• What you should do:
From the article on virtual assistants, return verbatim the passage that opens with the words containing "Computers cannot easily" and closes with "or extensively available.".

• Excerpt to read:
Segment Open
The Composite Intelligence of Virtual Assistants

As early as 1968, influenced by visionary movies such as Stanley Kubrick’s 2001: A Space Odyssey, with its fictional computer character HAL 9000, we envisioned omniscient, intelligent machines that could easily contain the whole range of human knowledge. Then, in 1987, the Knowledge Navigator video from Apple Computer struck our imaginations and greatly boosted our expectations of what computers would be able to do for us in a few years’ time.

It is now 20 years later, but technology is still very far from fulfilling such hopes regarding virtual assistants:

Voice recognition isn’t immediate.
People adapt to machines’ lexicons rather than the other way around.
Computers cannot easily transcend the scope for which they have been programmed.
Self-learning machines are still experimental.
The generation of high-quality graphics representing emotionally rich, 3-D avatars is far from being real time, cheap, or extensively available.

The technology for fulfilling such high expectations simply does not yet exist. However, while we wait for technology to catch up with our dreams, the gap between our expectations and the reality of what we can now achieve has inspired two important trends in the development of virtual assistants:

simulation of generic conversations
application-specific virtual assistants

From the Generic to the Application Specific

Unfortunately, the first approach—a computer that can simulate a generic conversation with a real person—remains an unrealized dream. However, a series of intelligence-simulation experiments has culminated in the Loebner Prize in Artificial Intelligence—“the first formal instantiation of a Turing Test,” which demonstrates a computer’s intelligence and would award a gold medal and a $100,000 prize “for the first computer whose responses were indistinguishable from a human’s.” Every year, Hugh Loebner awards a bronze medal to the computer software that best simulates a generic conversation with a real person. Interestingly, Marvin Minsky, co-founder of MIT’s Artificial Intelligence (AI) Laboratory and author of several texts on AI, is one of the strongest critics of the Loebner Prize. He has even provocatively offered a monetary reward to anyone who can successfully convince Loebner to revoke his prize.
Segment Closed
Stored data:
Segment Open
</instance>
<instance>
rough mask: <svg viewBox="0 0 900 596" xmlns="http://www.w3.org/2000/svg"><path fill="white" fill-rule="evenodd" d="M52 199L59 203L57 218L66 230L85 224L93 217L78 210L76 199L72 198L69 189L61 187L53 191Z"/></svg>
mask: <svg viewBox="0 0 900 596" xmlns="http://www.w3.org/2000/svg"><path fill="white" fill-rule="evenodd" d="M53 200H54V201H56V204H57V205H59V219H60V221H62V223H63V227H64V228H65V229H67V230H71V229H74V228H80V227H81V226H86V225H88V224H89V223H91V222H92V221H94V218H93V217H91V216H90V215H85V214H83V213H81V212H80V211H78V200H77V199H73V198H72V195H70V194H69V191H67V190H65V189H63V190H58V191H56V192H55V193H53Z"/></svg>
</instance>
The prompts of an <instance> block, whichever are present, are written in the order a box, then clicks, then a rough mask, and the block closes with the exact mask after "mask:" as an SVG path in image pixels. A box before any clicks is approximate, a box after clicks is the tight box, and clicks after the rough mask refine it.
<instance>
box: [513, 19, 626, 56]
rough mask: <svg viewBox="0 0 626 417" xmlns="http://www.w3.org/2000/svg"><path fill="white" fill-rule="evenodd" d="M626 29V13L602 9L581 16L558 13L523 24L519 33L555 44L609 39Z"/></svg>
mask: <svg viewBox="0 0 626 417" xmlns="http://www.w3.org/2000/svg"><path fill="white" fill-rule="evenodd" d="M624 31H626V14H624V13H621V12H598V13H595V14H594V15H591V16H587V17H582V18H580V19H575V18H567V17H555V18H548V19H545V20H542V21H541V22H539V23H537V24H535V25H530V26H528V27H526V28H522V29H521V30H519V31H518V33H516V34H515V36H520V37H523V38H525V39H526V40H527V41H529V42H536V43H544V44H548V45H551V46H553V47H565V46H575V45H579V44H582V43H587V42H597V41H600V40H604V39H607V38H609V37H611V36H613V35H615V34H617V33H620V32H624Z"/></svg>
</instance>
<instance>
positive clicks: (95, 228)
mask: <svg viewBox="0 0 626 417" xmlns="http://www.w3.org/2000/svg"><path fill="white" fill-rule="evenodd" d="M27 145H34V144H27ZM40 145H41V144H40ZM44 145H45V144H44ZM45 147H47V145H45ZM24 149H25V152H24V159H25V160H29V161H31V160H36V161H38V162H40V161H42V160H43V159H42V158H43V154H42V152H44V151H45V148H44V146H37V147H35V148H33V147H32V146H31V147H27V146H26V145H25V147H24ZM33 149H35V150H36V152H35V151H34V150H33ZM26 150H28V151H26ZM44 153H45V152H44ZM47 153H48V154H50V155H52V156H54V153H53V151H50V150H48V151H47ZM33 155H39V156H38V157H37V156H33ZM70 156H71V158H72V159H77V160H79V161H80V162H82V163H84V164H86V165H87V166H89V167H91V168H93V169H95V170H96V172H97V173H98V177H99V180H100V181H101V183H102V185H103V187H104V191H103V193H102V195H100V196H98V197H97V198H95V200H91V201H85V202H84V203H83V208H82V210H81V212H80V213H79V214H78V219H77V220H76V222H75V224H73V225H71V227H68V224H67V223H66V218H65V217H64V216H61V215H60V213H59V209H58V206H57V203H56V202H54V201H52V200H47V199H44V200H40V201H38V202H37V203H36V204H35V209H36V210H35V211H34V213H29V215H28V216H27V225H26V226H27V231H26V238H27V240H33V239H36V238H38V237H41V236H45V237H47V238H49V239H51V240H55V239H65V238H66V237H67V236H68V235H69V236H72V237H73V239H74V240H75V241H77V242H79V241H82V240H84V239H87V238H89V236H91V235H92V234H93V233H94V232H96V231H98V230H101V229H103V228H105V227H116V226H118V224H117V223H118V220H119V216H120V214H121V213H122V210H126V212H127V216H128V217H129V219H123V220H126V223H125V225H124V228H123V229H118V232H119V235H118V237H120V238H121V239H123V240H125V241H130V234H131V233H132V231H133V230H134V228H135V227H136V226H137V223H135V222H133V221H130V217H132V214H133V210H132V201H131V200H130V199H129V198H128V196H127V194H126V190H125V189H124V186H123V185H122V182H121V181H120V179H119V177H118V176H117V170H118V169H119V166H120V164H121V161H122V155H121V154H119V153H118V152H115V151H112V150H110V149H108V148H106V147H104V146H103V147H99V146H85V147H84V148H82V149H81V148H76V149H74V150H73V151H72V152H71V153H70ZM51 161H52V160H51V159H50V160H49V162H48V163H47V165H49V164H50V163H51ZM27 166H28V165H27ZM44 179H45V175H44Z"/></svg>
Segment Closed
• Reply:
Computers cannot easily transcend the scope for which they have been programmed.
Self-learning machines are still experimental.
The generation of high-quality graphics representing emotionally rich, 3-D avatars is far from being real time, cheap, or extensively available.